THE REQUEST >>
Omit every picture while repeating the entries exactly.

DATASET >>
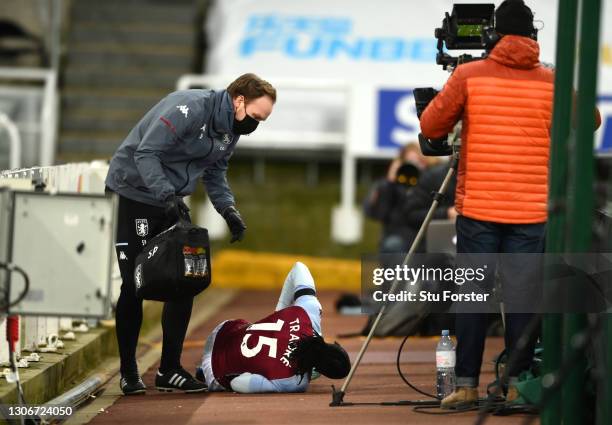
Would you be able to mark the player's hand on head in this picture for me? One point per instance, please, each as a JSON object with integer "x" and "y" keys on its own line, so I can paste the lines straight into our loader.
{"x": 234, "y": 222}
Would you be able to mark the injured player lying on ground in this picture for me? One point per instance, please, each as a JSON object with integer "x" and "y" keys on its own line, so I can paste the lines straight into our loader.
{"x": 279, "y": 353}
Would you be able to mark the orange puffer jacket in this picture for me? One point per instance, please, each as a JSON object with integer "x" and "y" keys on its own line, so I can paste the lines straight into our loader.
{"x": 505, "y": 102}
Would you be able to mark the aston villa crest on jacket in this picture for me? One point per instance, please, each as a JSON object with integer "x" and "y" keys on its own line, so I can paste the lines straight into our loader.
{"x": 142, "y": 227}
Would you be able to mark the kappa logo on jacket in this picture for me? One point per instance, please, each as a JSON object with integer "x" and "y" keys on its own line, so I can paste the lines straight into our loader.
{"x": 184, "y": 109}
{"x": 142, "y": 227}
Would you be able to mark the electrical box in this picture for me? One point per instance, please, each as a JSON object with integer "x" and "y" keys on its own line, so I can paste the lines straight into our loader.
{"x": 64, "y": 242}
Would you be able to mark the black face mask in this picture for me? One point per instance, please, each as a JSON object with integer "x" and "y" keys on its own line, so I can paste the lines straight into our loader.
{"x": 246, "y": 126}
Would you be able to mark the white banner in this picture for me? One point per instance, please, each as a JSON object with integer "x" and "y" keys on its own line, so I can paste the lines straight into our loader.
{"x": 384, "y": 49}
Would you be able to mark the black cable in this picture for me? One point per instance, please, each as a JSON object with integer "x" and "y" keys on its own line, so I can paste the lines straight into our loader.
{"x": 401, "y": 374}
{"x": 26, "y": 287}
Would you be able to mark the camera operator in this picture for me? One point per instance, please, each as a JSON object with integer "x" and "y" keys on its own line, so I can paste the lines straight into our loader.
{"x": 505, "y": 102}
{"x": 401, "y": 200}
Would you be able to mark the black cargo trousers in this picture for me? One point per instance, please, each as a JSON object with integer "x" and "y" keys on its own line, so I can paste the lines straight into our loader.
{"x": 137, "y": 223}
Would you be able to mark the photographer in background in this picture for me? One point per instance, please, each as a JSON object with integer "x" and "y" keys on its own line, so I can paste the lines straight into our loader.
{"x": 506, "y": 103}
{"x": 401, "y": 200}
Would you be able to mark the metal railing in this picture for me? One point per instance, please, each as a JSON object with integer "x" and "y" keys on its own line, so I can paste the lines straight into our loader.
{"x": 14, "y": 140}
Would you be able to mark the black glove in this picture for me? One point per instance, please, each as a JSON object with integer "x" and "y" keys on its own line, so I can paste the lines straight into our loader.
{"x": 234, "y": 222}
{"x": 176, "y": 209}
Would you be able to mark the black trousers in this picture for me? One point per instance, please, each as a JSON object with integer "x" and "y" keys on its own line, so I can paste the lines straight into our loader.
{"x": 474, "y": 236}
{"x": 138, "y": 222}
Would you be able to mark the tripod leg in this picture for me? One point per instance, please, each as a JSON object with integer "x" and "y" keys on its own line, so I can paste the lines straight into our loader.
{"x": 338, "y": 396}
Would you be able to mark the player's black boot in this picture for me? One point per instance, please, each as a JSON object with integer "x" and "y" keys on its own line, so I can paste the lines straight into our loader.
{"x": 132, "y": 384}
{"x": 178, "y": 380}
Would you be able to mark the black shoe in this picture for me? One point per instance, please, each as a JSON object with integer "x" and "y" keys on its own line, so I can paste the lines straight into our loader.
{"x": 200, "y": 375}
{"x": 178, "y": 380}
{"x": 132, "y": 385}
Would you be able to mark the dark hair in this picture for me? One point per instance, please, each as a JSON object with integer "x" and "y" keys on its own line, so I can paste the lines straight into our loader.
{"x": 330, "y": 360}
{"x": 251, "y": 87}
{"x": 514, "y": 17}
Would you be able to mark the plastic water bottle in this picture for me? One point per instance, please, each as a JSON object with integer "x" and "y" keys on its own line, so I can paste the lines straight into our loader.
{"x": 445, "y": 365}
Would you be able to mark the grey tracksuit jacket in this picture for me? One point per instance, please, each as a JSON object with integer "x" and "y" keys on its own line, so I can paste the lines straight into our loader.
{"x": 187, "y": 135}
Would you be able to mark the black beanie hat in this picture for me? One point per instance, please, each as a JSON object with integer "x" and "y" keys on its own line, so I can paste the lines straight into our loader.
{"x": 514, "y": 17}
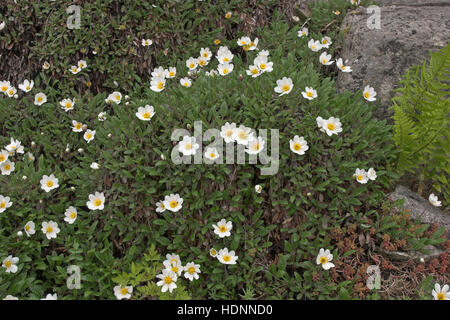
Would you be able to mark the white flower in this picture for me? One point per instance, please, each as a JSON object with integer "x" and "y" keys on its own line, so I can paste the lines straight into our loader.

ANSWER TO THE TASK >>
Would you be able to mark the player's hand on head in this picture for me? One point per instance, please, each as a JSON object with integer "x" and "y" keys on its own line, so I can paste the lines straight into our loader.
{"x": 234, "y": 222}
Would you be able to mark the injured player lying on ground in this picture for me? One point per instance, please, each as a JSON object with integer "x" and "y" keys on its own line, so I can paste the lines straight into our loader.
{"x": 279, "y": 353}
Would you be able to mark the orange puffer jacket in this picture for me? One point per instance, please, each as a JSON object with integer "x" and "y" keys on its own line, so I can paste the lines straight into our loader.
{"x": 505, "y": 102}
Would you be able to mark the aston villa crest on jacket in this picture for me? One point per instance, please, each as a JSON object with integer "x" and "y" keys on its own line, so I can paste the lines straight into our loader.
{"x": 142, "y": 227}
Would you be able to mark the kappa logo on jacket in this picture for me? One point per instance, please, each as a JSON object with integer "x" and "y" keys on its own line, so I can paste the lines straight into our loader.
{"x": 184, "y": 109}
{"x": 142, "y": 227}
Would you be able to mark the electrical box in this picture for me? One point per instance, please, each as a JSON object with integer "x" and "y" keys on its own line, so I can paste the lines straight into our loader.
{"x": 64, "y": 242}
Would you be able to mark the black face mask in this picture for me? One point per instance, please, each as a JSON object with integer "x" and "y" keys on its own line, so I can paste the lines straight into our loader.
{"x": 246, "y": 126}
Would you be able to mark the white banner in this picture for me? One point per instance, please, each as a JSON object with integer "x" and "y" keys on its own line, so I can paste the lines straight into our loader.
{"x": 384, "y": 49}
Would you be able to mark the black cable in this picture for me? One point per instance, please, each as a JSON object with integer "x" and "y" keys on its own line, so I can paste the lines straight into our loader.
{"x": 401, "y": 374}
{"x": 26, "y": 287}
Would you be able to mark the camera operator in this picture for me? One point per instance, please, each as a JSON object with integer "x" and "y" keys on its own line, so I can paste the lines straight into our loader.
{"x": 505, "y": 102}
{"x": 401, "y": 200}
Would you be able to mark the black cargo trousers in this picture for me? One point per instance, please, each as a JSON object with integer "x" and "y" keys on its own line, so I can paste the lines straight into our loader.
{"x": 137, "y": 223}
Would you be able to mark the photographer in background in this picture for me? One point per instance, please, each as a JSON object with integer "x" and "y" keys on its own line, so I can paste the lines straight into our loader.
{"x": 506, "y": 103}
{"x": 401, "y": 200}
Would you be able to mark the metal railing in this picture for me? One point per instance, please, each as a JSON object with integer "x" and "y" keys on its own line, so I can paste the lines straight into our loader.
{"x": 14, "y": 140}
Would you be able to mark the black glove in this picture for me? One point per instance, please, each as a JSON object with integer "x" and "y" keys on its own line, so I can paste the lines straight into our loader.
{"x": 234, "y": 222}
{"x": 176, "y": 209}
Would you be able to mark the black trousers in this picture for me? One point per instance, please, each as a JSON object with integer "x" and "y" keys on its own line, so I can paste the lines straight into our loader.
{"x": 474, "y": 236}
{"x": 138, "y": 222}
Would you be able to mark the tripod leg in this picture for me? One point per instance, please, each as a JSON object with integer "x" and "y" keys on its own line, so I can paste the lines straight into our loader.
{"x": 338, "y": 396}
Would you be able to mark the player's black boot in this picture for me? One point per instance, please, each as a JSON object with integer "x" and "y" keys on its own line, so I can paste the lines straight into our loader.
{"x": 132, "y": 384}
{"x": 178, "y": 380}
Would you be able to mark the black shoe in this picture for me? One point per instance, please, each as a JSON object with integer "x" and "y" keys on its own line, so I can paste the lines straight into our loader.
{"x": 200, "y": 375}
{"x": 178, "y": 380}
{"x": 132, "y": 385}
Would you be able to mark the dark hair in this picture for me? One point per instance, please, each as a JSON object with integer "x" and "y" keys on its own line, so I can paste the lines straight into our loader.
{"x": 330, "y": 360}
{"x": 251, "y": 87}
{"x": 514, "y": 17}
Would you be able to mark the plastic water bottle in this picture for me? One point per instance, please, each as a JSON object with integer "x" and "y" keys on its own line, so I can paste the lines straight into our loader.
{"x": 445, "y": 365}
Would you be able to mark the grey tracksuit jacket in this picture for me? One point per instance, please, each as a JSON object with integer "x" and "y" keys on its own line, so I can paste the lines straight into our loader.
{"x": 187, "y": 135}
Would you be able to mark the black beanie hat in this picture for me? One point per instance, please, each as a JSON object with integer "x" and "y" keys on its own line, so I can paste the lines straight into our loader.
{"x": 514, "y": 17}
Would you be able to mark the white flower in this picture for me? One point per instance, please, each as a JSON object with integer "x" and "y" keys on its own line, so I can paste the lines straight into our loader.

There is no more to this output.